----- Page text
Favorable five-year survival reported for patients with advanced cancer treated with the immunotherapy drug nivolumab

July 30, 2019

A research team led by experts at the Bloomberg~Kimmel Institute for Cancer Immunotherapy at the Johns Hopkins Kimmel Cancer Center reports favorable five-year survival rates from the first multidose clinical trial of the immunotherapy drug nivolumab (anti-PD-1) as a treatment for patients whose previous therapies failed to stem their advanced melanoma, renal cell carcinoma (RCC), or non-small-cell lung cancer (NSCLC). The study, which followed 270 adult men and women, reports survival rates substantially higher than what was expected from cancer therapies available in 2008 at the start of the clinical trial, including chemotherapies, kinase inhibitors, biologic therapies, antiangiogenic therapies, biologic therapies and other clinical trials.

With conventional systemic treatments given for patients with stage IV cancers, three-year survival for advanced melanoma was approximately five percent, and the five-year survival rate for NSCLC was six percent at the time the current trial commenced.

By comparison, the results with nivolumab, reported July 25 in JAMA Oncology, show higher than expected rates of five-year survival: 34.2 percent for melanoma, 27.7 percent for RCC, and 15.6 percent for NSCLC. Furthermore, in this study, which provides the longest available follow-up on patients with several types of cancer receiving a PD-1 pathway inhibitor, responses were durable.
----------
----- Provided material
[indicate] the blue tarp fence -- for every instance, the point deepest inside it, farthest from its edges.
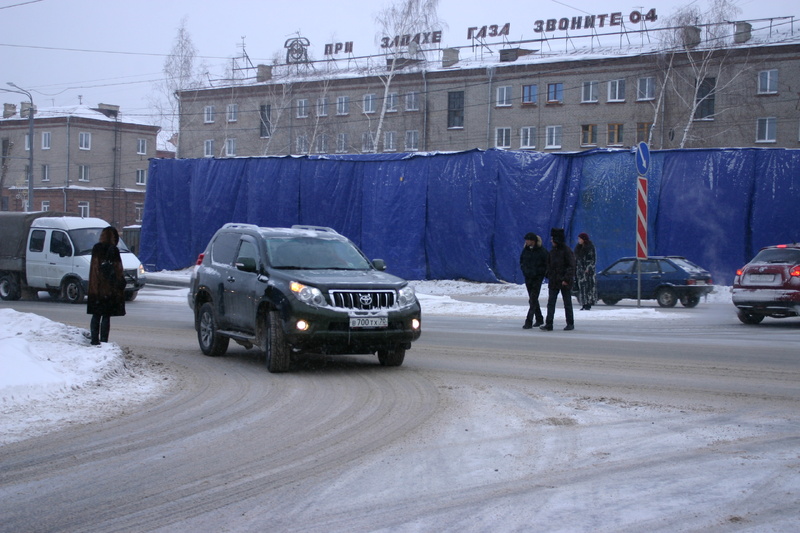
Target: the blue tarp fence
(463, 215)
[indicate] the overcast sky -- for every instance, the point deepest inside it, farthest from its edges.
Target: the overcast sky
(113, 52)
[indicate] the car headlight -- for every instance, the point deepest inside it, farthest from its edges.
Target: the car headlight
(308, 295)
(406, 296)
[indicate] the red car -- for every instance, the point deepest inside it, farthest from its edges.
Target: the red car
(769, 285)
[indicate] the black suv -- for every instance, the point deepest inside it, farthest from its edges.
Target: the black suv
(304, 288)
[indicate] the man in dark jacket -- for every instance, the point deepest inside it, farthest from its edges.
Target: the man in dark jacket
(560, 273)
(533, 262)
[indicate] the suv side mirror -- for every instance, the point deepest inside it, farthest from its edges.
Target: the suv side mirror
(246, 264)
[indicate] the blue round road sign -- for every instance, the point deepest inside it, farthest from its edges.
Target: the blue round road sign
(642, 158)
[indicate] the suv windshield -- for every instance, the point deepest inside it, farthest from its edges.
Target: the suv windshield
(314, 253)
(778, 255)
(85, 239)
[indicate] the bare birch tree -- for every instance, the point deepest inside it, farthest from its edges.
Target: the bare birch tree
(401, 23)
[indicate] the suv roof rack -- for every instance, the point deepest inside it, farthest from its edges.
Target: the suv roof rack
(315, 228)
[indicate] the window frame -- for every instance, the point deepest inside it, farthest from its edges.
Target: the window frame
(594, 92)
(616, 90)
(649, 92)
(553, 133)
(504, 96)
(770, 126)
(527, 137)
(555, 93)
(505, 133)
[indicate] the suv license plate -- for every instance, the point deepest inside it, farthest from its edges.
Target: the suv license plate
(369, 322)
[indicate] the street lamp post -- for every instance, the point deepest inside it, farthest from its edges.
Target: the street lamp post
(29, 206)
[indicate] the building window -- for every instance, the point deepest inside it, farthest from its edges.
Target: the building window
(705, 99)
(412, 101)
(455, 109)
(643, 131)
(412, 140)
(616, 91)
(301, 144)
(233, 112)
(555, 93)
(646, 88)
(367, 142)
(369, 103)
(768, 81)
(389, 142)
(589, 94)
(341, 143)
(527, 137)
(504, 96)
(553, 137)
(302, 108)
(766, 130)
(502, 138)
(265, 127)
(322, 144)
(85, 140)
(614, 134)
(392, 102)
(322, 106)
(343, 105)
(589, 135)
(529, 94)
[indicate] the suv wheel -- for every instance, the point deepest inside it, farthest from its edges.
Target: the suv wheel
(276, 349)
(392, 356)
(690, 300)
(211, 342)
(666, 297)
(749, 318)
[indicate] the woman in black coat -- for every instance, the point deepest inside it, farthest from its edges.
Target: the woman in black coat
(585, 261)
(106, 294)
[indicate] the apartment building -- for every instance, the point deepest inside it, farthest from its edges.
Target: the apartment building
(742, 93)
(91, 161)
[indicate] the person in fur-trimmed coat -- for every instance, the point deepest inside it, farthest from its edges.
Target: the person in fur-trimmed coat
(585, 262)
(560, 274)
(106, 294)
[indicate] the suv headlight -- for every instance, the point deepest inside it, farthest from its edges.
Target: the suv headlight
(406, 296)
(308, 295)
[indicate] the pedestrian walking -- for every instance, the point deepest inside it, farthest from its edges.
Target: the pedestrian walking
(560, 274)
(533, 263)
(106, 294)
(585, 263)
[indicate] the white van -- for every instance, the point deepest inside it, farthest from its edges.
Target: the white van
(58, 254)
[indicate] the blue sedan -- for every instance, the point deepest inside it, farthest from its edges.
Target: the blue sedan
(666, 279)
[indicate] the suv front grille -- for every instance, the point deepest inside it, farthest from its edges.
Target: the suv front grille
(363, 300)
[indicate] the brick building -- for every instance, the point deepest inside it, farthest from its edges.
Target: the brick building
(700, 93)
(91, 161)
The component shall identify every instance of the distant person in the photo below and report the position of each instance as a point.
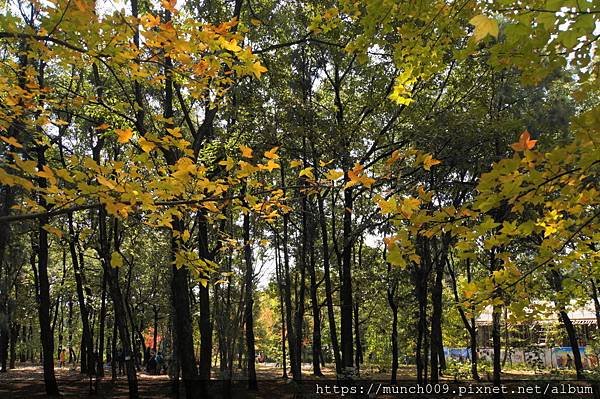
----------
Echo the entire text about the nivolumab survival results, word for word. Rely only on the text about the nivolumab trial.

Favorable five-year survival reported for patients with advanced cancer treated with the immunotherapy drug nivolumab

July 30, 2019

A research team led by experts at the Bloomberg~Kimmel Institute for Cancer Immunotherapy at the Johns Hopkins Kimmel Cancer Center reports favorable five-year survival rates from the first multidose clinical trial of the immunotherapy drug nivolumab (anti-PD-1) as a treatment for patients whose previous therapies failed to stem their advanced melanoma, renal cell carcinoma (RCC), or non-small-cell lung cancer (NSCLC). The study, which followed 270 adult men and women, reports survival rates substantially higher than what was expected from cancer therapies available in 2008 at the start of the clinical trial, including chemotherapies, kinase inhibitors, biologic therapies, antiangiogenic therapies, biologic therapies and other clinical trials.

With conventional systemic treatments given for patients with stage IV cancers, three-year survival for advanced melanoma was approximately five percent, and the five-year survival rate for NSCLC was six percent at the time the current trial commenced.

By comparison, the results with nivolumab, reported July 25 in JAMA Oncology, show higher than expected rates of five-year survival: 34.2 percent for melanoma, 27.7 percent for RCC, and 15.6 percent for NSCLC. Furthermore, in this study, which provides the longest available follow-up on patients with several types of cancer receiving a PD-1 pathway inhibitor, responses were durable.